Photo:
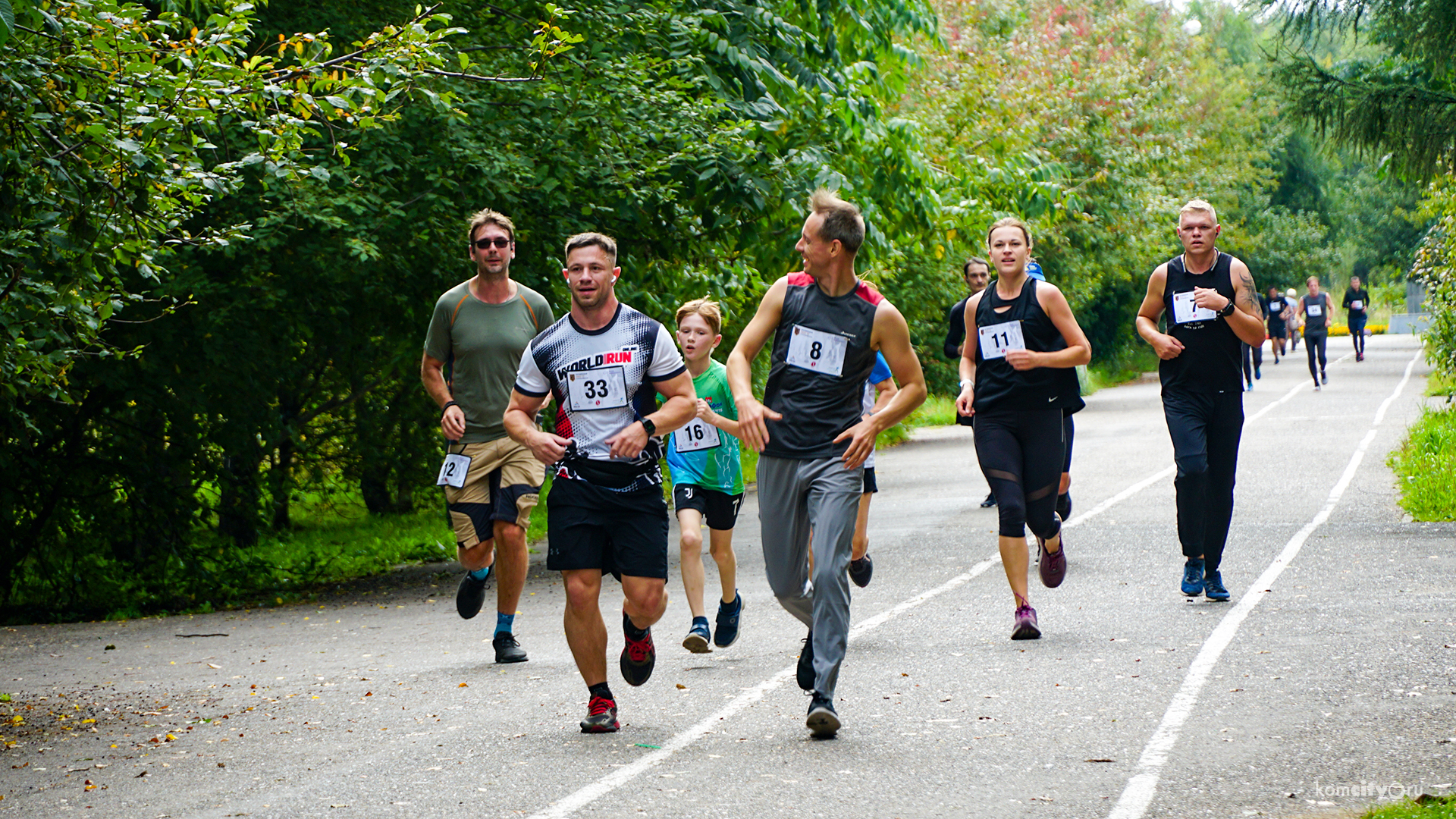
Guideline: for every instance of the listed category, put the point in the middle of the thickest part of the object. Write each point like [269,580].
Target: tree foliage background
[224,224]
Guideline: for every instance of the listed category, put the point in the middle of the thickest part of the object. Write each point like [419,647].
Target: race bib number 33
[817,350]
[603,388]
[698,435]
[996,340]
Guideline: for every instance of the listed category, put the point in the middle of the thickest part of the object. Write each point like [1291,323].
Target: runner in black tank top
[1021,343]
[826,327]
[1316,306]
[1210,306]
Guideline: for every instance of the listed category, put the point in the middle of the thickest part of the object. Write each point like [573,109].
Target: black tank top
[998,384]
[817,335]
[1210,357]
[1313,324]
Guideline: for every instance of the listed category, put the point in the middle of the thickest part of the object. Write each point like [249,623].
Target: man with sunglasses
[472,350]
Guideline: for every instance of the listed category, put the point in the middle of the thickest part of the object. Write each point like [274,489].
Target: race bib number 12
[1187,311]
[453,471]
[816,350]
[695,436]
[996,340]
[603,388]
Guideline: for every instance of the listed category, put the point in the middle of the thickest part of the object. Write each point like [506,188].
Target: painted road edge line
[1141,789]
[585,796]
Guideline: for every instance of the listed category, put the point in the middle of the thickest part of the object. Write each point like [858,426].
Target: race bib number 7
[817,350]
[996,340]
[603,388]
[695,436]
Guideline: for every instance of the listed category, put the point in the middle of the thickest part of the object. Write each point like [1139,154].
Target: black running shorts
[617,532]
[718,509]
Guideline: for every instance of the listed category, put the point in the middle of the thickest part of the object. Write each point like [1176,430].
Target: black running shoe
[601,716]
[638,657]
[805,670]
[471,595]
[821,722]
[507,651]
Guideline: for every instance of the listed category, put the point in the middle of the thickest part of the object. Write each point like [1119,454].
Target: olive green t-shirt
[482,347]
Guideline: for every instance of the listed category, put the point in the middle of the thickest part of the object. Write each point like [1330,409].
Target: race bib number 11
[996,340]
[816,350]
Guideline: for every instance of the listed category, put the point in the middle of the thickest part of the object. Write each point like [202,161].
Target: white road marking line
[1142,786]
[585,796]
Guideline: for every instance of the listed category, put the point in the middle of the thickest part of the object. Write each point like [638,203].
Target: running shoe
[821,722]
[1025,627]
[1052,566]
[696,640]
[601,716]
[471,595]
[805,672]
[728,614]
[638,656]
[1213,586]
[1193,577]
[507,651]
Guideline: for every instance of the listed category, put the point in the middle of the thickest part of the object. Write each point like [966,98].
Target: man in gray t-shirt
[473,346]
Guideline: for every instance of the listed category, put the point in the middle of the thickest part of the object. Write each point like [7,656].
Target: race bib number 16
[817,350]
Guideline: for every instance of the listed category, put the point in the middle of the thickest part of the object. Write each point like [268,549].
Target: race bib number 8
[698,435]
[999,338]
[1187,311]
[604,388]
[453,471]
[816,350]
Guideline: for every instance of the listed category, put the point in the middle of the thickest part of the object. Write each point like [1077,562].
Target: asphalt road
[1326,684]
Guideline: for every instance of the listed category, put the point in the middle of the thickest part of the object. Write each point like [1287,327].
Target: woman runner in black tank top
[1316,306]
[1021,343]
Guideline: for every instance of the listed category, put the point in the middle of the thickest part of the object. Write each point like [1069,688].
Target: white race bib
[817,350]
[999,338]
[603,388]
[1187,311]
[696,435]
[453,471]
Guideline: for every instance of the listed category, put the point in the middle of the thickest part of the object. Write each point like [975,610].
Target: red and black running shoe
[601,716]
[638,657]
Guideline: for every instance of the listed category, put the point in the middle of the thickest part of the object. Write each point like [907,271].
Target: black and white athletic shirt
[601,384]
[1210,360]
[819,366]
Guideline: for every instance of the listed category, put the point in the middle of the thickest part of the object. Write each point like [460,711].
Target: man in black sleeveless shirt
[977,273]
[1212,305]
[826,327]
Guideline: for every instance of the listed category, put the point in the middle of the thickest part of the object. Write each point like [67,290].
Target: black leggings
[1315,344]
[1206,430]
[1021,449]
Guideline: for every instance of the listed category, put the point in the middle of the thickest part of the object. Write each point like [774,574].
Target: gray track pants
[795,496]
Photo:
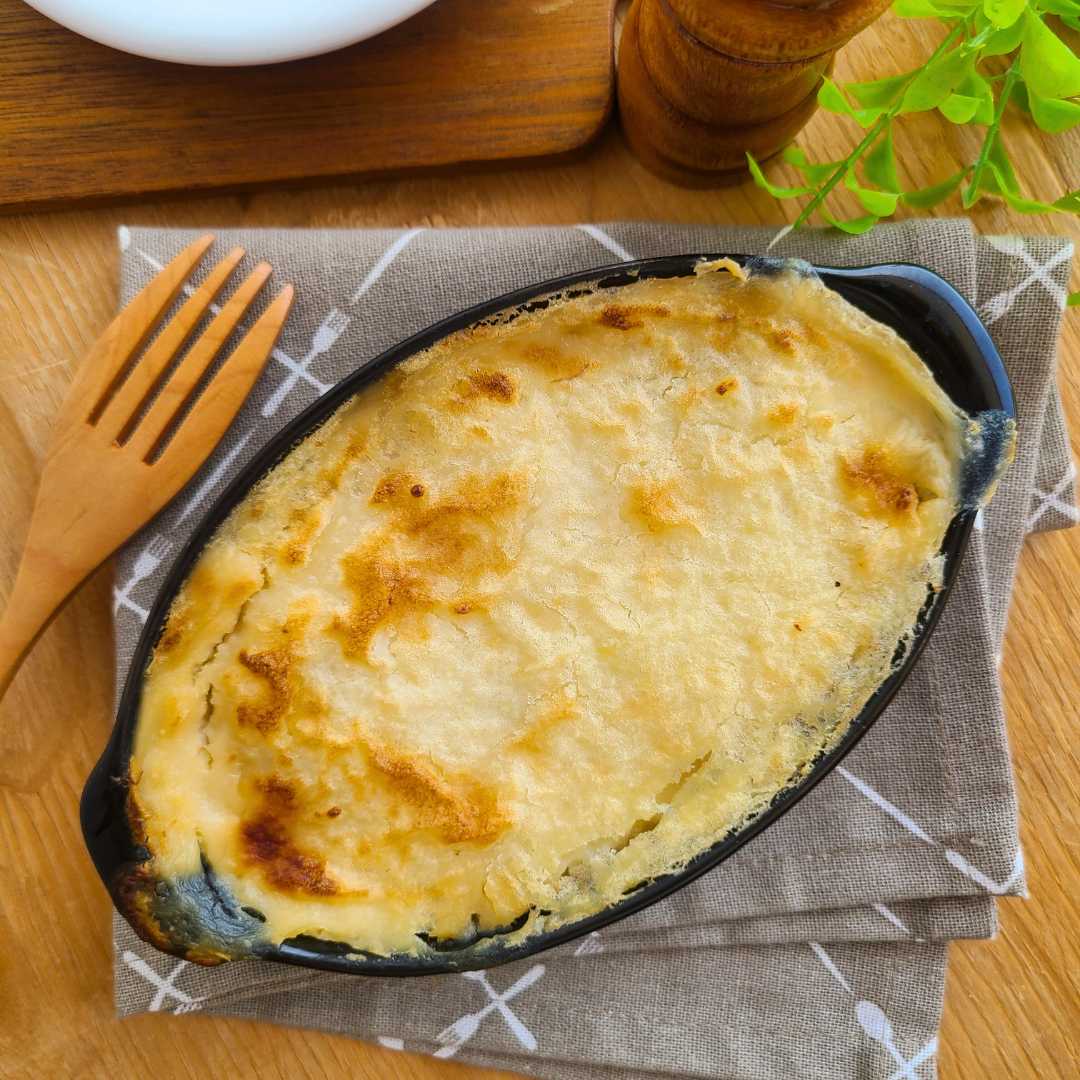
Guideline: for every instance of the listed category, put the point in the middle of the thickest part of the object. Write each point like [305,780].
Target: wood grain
[1012,1006]
[463,81]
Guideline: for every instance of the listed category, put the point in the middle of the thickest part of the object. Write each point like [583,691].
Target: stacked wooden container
[703,81]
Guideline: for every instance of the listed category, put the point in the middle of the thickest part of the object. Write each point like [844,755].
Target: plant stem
[880,124]
[972,194]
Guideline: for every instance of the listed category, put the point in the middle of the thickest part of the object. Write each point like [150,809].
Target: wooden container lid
[713,86]
[775,30]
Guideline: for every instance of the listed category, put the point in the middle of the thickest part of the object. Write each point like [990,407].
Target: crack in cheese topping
[547,611]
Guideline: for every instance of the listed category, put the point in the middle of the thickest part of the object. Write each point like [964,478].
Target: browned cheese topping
[547,610]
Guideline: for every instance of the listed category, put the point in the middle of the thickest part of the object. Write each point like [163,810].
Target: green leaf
[935,82]
[1018,98]
[926,198]
[975,85]
[928,9]
[880,93]
[759,179]
[959,108]
[831,98]
[1052,115]
[1063,8]
[1003,12]
[1026,205]
[998,160]
[881,203]
[1047,63]
[860,225]
[997,183]
[814,173]
[1004,41]
[879,165]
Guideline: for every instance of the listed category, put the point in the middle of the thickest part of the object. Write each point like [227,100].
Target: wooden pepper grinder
[703,81]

◆ **WORK TO COMPLETE**
Print again the lines of the entries above that fall between the line holding "point like [1139,154]." and the line holding "point like [202,161].", inclusive, exactly as they stand.

◆ **ANSWER TO THE EXERCISE**
Guideline: for every instance of the listed category, put the point in the middle of the thickest part of the object. Write each point like [1139,154].
Target: black running shorts
[617,532]
[718,509]
Guideline: for every instance of the listed category, put the point in the middle of the thickest part of the object. Write each point like [1176,430].
Target: black running shoe
[601,716]
[638,657]
[805,670]
[471,595]
[821,722]
[507,651]
Guideline: for every instance of the listed category, put the point in the middle of the thickest part of the object. Write each point like [1119,454].
Target: olive green t-shirt
[482,347]
Guideline: for every instance of the listed category, put the point in the middle of the thickest part of the object. Write each point like [1330,409].
Target: race bib number 11
[996,340]
[816,350]
Guideline: for every instance of the listed category, put the point in the middle of the thickest part of the object. Write each point like [202,161].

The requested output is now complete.